▸ **Given request**
Copy the records below, changing every "scene" to "photo" and keeping everything else the same. Leave the pictures out.

### Material for this exercise

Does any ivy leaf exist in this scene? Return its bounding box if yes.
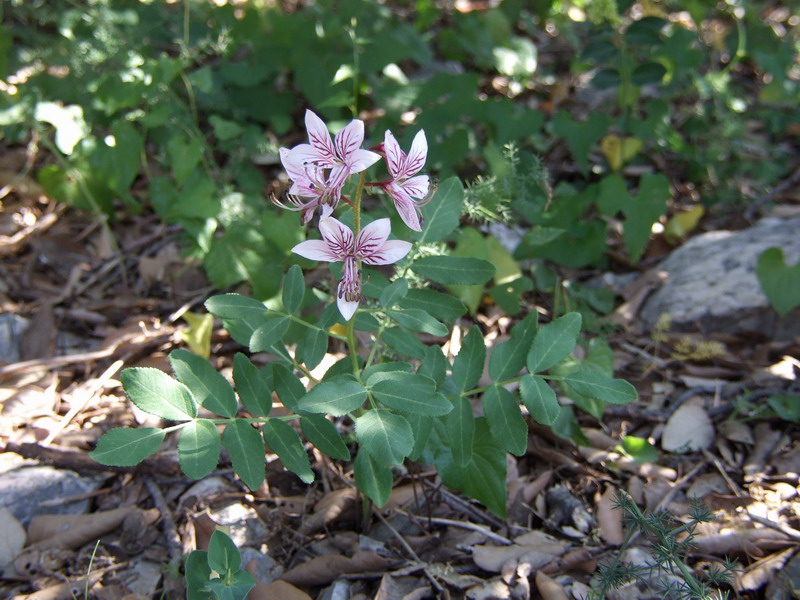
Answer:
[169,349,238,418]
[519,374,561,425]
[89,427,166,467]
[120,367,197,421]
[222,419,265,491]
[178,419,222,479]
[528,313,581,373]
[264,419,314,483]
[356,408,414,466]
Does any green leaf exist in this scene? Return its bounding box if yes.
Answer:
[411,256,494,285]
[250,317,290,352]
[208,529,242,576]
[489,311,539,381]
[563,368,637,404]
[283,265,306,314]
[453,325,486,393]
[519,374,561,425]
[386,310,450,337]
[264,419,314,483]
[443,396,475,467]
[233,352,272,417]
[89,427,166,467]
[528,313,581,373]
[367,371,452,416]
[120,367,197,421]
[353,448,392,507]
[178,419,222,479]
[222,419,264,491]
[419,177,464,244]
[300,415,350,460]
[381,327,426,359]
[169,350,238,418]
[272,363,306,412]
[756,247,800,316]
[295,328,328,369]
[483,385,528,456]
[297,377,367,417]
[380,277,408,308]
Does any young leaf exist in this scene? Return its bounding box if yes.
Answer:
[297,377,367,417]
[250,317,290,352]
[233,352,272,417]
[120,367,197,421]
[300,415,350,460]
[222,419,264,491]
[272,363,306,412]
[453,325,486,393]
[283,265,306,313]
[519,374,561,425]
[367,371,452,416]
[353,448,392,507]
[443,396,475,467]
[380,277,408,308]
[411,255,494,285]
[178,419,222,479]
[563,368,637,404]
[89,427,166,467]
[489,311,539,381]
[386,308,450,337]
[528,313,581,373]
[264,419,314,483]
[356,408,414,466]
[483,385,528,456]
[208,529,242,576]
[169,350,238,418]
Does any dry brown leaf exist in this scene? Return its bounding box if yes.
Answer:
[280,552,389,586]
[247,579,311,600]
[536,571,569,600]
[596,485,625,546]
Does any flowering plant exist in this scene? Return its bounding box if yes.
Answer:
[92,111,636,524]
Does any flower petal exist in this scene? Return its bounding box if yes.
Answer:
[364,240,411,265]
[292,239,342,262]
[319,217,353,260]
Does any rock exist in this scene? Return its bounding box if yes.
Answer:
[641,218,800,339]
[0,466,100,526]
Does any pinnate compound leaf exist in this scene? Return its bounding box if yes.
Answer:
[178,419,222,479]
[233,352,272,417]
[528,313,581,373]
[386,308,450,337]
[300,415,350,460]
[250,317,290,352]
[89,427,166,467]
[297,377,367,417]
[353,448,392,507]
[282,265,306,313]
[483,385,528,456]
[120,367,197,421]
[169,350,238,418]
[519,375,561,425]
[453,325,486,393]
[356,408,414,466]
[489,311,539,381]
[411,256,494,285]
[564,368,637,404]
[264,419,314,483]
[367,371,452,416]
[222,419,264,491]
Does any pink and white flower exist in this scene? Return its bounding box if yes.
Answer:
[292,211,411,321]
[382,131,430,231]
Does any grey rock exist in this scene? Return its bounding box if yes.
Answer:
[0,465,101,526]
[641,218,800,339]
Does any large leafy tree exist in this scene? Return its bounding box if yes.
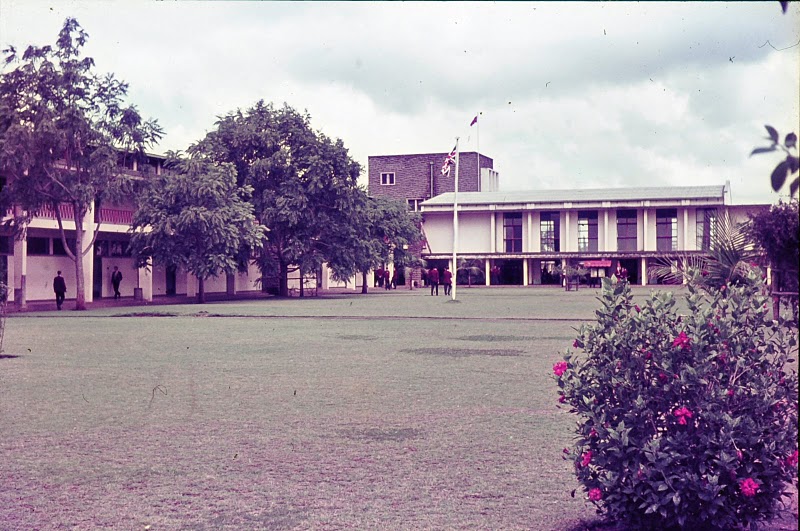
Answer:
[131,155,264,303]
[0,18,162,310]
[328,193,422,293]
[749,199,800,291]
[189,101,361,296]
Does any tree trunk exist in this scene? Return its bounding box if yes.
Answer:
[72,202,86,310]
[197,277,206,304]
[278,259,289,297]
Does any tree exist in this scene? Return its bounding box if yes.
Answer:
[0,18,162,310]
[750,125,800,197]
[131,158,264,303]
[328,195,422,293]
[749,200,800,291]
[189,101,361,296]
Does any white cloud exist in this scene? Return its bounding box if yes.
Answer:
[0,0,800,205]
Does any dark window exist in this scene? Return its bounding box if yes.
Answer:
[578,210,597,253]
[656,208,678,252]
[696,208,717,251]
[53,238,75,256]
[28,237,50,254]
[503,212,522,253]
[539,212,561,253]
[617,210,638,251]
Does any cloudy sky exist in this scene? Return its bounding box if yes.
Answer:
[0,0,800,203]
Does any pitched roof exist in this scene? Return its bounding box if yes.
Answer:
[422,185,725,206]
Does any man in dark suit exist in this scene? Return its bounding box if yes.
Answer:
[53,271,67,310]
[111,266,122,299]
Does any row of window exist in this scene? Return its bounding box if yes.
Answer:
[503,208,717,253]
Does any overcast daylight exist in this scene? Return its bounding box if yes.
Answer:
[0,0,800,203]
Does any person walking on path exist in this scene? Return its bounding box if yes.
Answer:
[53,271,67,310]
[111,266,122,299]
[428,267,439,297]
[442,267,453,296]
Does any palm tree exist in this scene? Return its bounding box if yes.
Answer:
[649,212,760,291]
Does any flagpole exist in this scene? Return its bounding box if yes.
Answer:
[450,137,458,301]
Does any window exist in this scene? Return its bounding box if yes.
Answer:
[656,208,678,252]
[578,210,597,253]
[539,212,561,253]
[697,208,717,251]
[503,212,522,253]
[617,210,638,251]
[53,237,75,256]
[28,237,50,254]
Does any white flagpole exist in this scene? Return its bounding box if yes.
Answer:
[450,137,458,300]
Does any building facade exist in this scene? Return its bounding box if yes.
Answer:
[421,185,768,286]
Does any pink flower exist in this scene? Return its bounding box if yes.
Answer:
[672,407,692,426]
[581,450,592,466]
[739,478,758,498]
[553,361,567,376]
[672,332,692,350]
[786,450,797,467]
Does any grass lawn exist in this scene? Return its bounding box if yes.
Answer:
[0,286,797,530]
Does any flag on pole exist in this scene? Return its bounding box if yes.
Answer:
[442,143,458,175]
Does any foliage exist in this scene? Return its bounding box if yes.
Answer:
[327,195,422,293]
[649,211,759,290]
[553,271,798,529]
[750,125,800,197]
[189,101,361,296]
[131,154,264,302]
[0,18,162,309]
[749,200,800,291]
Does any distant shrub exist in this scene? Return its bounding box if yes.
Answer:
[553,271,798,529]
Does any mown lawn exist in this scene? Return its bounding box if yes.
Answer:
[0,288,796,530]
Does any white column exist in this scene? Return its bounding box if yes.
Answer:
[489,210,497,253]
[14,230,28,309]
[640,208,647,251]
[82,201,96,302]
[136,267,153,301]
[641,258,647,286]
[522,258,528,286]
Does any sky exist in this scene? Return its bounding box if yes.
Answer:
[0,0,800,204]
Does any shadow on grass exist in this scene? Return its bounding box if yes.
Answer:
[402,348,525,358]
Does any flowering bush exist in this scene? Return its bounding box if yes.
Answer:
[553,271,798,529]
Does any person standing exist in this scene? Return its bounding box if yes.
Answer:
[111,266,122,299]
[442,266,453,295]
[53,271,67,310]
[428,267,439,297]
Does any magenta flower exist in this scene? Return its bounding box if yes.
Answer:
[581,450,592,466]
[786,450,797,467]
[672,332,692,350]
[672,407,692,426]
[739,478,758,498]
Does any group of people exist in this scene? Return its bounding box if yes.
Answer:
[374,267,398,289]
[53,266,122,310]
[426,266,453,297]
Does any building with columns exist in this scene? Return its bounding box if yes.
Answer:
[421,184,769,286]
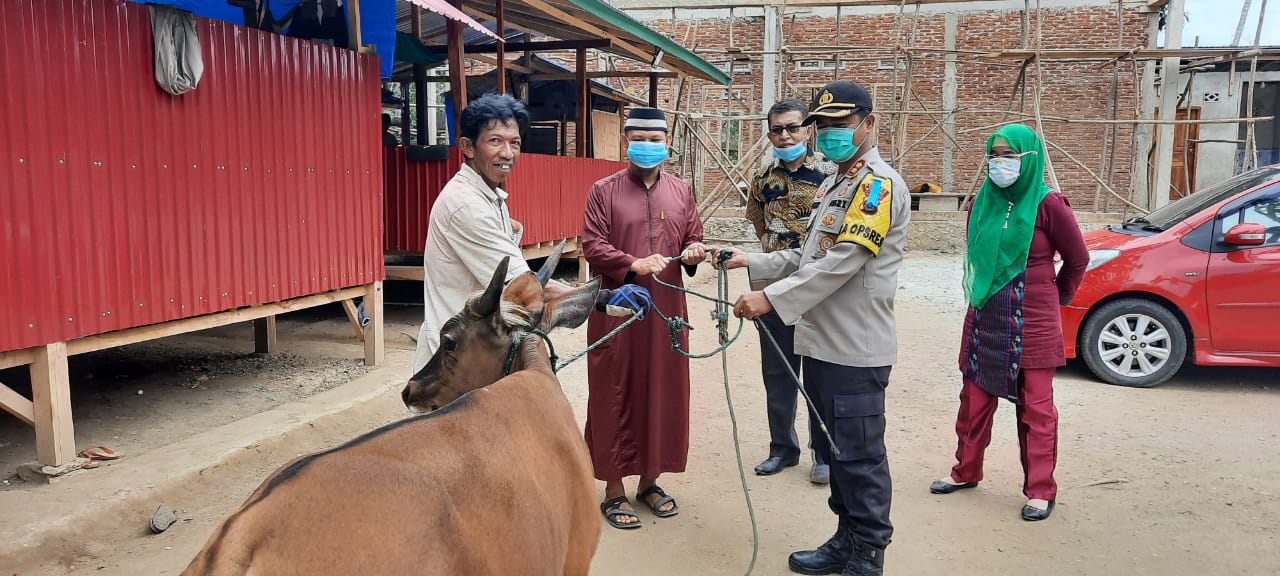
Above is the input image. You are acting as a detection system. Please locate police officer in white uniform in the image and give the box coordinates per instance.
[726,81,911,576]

######

▸ **Result for this task**
Does any ivy leaf exist in this photo? Return its bounding box if yes.
Answer:
[169,349,238,418]
[519,374,561,425]
[89,427,166,467]
[120,367,197,421]
[222,419,265,491]
[178,419,222,479]
[528,313,581,373]
[264,419,314,483]
[356,408,414,466]
Does any green leaf exist in this photo? Return its bounding box if yes.
Answer:
[411,256,494,285]
[250,317,290,352]
[208,529,242,576]
[489,311,539,381]
[563,368,637,404]
[283,265,306,314]
[453,325,486,393]
[519,374,561,425]
[386,310,450,337]
[264,419,314,483]
[443,396,475,467]
[233,352,272,417]
[89,427,166,467]
[528,313,581,373]
[367,371,452,416]
[120,367,197,421]
[353,448,392,507]
[178,419,222,479]
[222,419,264,491]
[419,177,464,244]
[300,415,350,460]
[381,327,426,359]
[169,350,238,418]
[272,363,306,412]
[756,247,800,316]
[295,328,328,369]
[483,385,528,456]
[297,377,367,417]
[380,277,408,308]
Does any young leaf exist in this photo? Return its bounding box if yes.
Answer:
[297,377,367,417]
[250,317,290,352]
[233,352,272,417]
[120,367,197,421]
[300,415,350,460]
[222,419,264,491]
[272,363,306,412]
[453,325,486,393]
[283,265,306,313]
[519,374,561,425]
[367,371,452,416]
[353,448,392,507]
[443,396,475,467]
[380,277,408,308]
[411,255,494,285]
[178,419,222,479]
[563,368,637,404]
[89,427,166,467]
[489,311,539,381]
[386,308,450,337]
[528,313,581,373]
[264,419,314,483]
[356,408,414,466]
[483,385,528,456]
[208,529,242,576]
[169,350,238,418]
Does any dry brown leaf exist in this photo? Return its bounding box if yes.
Answer:
[280,552,389,586]
[247,579,311,600]
[536,571,569,600]
[596,485,625,546]
Does any flowering plant exist in this photo? Return its bounding box if yes.
Answer:
[92,111,636,524]
Does any flower petal exist in this photo? Return its bounding box if yes.
Answer:
[364,240,411,265]
[292,239,342,262]
[319,217,353,260]
Does any rock exist in this photo? Return its bounding box if yes.
Answer:
[641,218,800,339]
[0,466,100,526]
Does any pinnate compound leaf exist in this photo? Return its bounding box if yes.
Answer:
[178,419,222,479]
[233,352,272,417]
[528,313,581,373]
[386,308,450,337]
[300,415,350,460]
[250,317,290,352]
[89,427,166,467]
[297,377,367,417]
[353,448,392,507]
[282,265,306,313]
[483,385,528,456]
[120,367,197,421]
[169,350,238,418]
[519,375,561,425]
[453,325,486,393]
[356,408,414,466]
[489,311,539,381]
[411,256,494,285]
[564,368,637,404]
[264,419,314,483]
[367,371,452,416]
[222,419,264,491]
Does any pink and white flower exist in this photo? Return its bounding box if yes.
Answer:
[292,211,411,321]
[382,131,430,231]
Does any grey rock exist in this photo? Return its bounding box if yes.
Answer:
[0,465,101,526]
[641,218,800,339]
Does any large leafy tree exist in this photo? Return its bounding box if yes.
Answer:
[131,155,264,303]
[0,18,162,310]
[328,193,422,293]
[749,199,800,291]
[189,101,361,296]
Does any tree trunk exist in this photo? Return its bounding box if yes.
Answer:
[72,202,86,310]
[197,277,206,304]
[278,259,289,297]
Does any tree exist in this photo? Return its bounding box if yes.
Answer:
[0,18,162,310]
[750,125,800,197]
[131,158,264,303]
[328,195,422,293]
[749,200,800,291]
[189,101,361,296]
Does any white cloud exist in this photo? Return its bounding box if yes.
Answer:
[0,0,800,205]
Does any dark window exist in this photo? Return its bounding box if yes.
Answer:
[578,210,597,253]
[656,208,678,252]
[696,208,717,251]
[53,238,75,256]
[28,237,50,254]
[503,212,522,253]
[539,212,561,253]
[617,210,638,251]
Does any cloudy sky exist in this photo? Return its bounding box if yes.
Answer:
[0,0,800,203]
Does any pitched roof exist in this photo? Return its bounding box if yes.
Answer:
[422,185,725,206]
Does any man in dark suit exist in this photo? Return its bounding box if yes.
Answer:
[53,271,67,310]
[111,266,122,299]
Does any row of window exist in this photo? Return its bounding box if yes.
Answer:
[503,208,717,253]
Does any overcast daylight exist in this photo? Return its bounding box if yes.
Answer:
[0,0,800,203]
Does any person walking on path exist in this photo? Return its bounding box if yes.
Answer:
[53,271,67,310]
[111,266,122,299]
[428,267,439,297]
[442,267,453,296]
Does any palm tree exist in this photo? Return its bounding box if yes.
Answer:
[649,212,760,291]
Does any flagpole exist in this photo? Return its bounding box if yes.
Answer:
[450,137,458,301]
Does any window exist in this photo? Return its bounding box if yes.
Answer:
[656,208,678,252]
[578,210,597,253]
[539,212,561,253]
[697,208,717,251]
[503,212,522,253]
[617,210,638,251]
[53,237,75,256]
[28,237,50,254]
Does any white flagpole exist in this photo? Return its bounding box if yes.
Answer:
[450,137,458,300]
Does any building facade exist in this photo? Return its bounding box if yes.
Answer:
[421,185,768,286]
Does any pink flower exist in this photo? Return its bounding box if yes.
Answer:
[672,407,692,426]
[581,450,592,466]
[739,478,758,498]
[553,361,567,376]
[672,332,692,350]
[786,450,797,467]
Does any grass lawn exist in this photo? Return its bounding box if yes.
Answer:
[0,286,797,530]
Does any flag on pole exist in this photo? Return its bounding box if yes.
Answer:
[442,143,458,175]
Does any foliage exist in this photo? Return its bounding box if yes.
Answer:
[327,195,422,293]
[649,211,759,290]
[553,271,798,529]
[750,125,800,197]
[189,101,361,296]
[131,154,264,302]
[0,18,162,309]
[749,200,800,291]
Does any distant shrub exist in this photo? Return its bounding box if yes.
Answer:
[553,271,798,529]
Does any mown lawn exist in this photo? Return its bounding box if yes.
Answer:
[0,288,796,530]
Does any white column exist in this photo? Return its bounding box if yes.
Answer:
[489,210,497,253]
[14,230,28,309]
[640,208,647,251]
[82,201,96,302]
[136,267,153,301]
[641,258,647,286]
[522,258,528,286]
Does any sky exist in this photo? Return its bounding box if yes.
Answer:
[0,0,800,204]
Does any shadow on grass exist in this photo? Return its bounding box if yes.
Answer:
[402,348,525,358]
Does any flowering bush exist in this photo? Return its bounding box if yes.
Answer:
[553,271,798,529]
Does any person standing exist in this photo? Return its bounding box if yes.
Answer:
[111,266,122,299]
[442,266,453,295]
[53,271,67,310]
[428,267,439,297]
Does any magenta flower exist in this photo? Return its bounding box if yes.
Answer:
[581,450,592,466]
[786,450,797,467]
[672,332,692,350]
[672,407,692,426]
[739,478,758,498]
Does any group of people exist in this photo? Return its bounding box if yes.
Answer:
[374,267,398,289]
[53,266,122,310]
[426,266,453,297]
Does any building with columns exist in this photo? Return its bounding box if yes.
Answer:
[421,184,769,286]
Above is the input image. You are acting as a detection system. Please locate police officer in white uniform in the image and give the box coordinates per instance.
[726,81,911,576]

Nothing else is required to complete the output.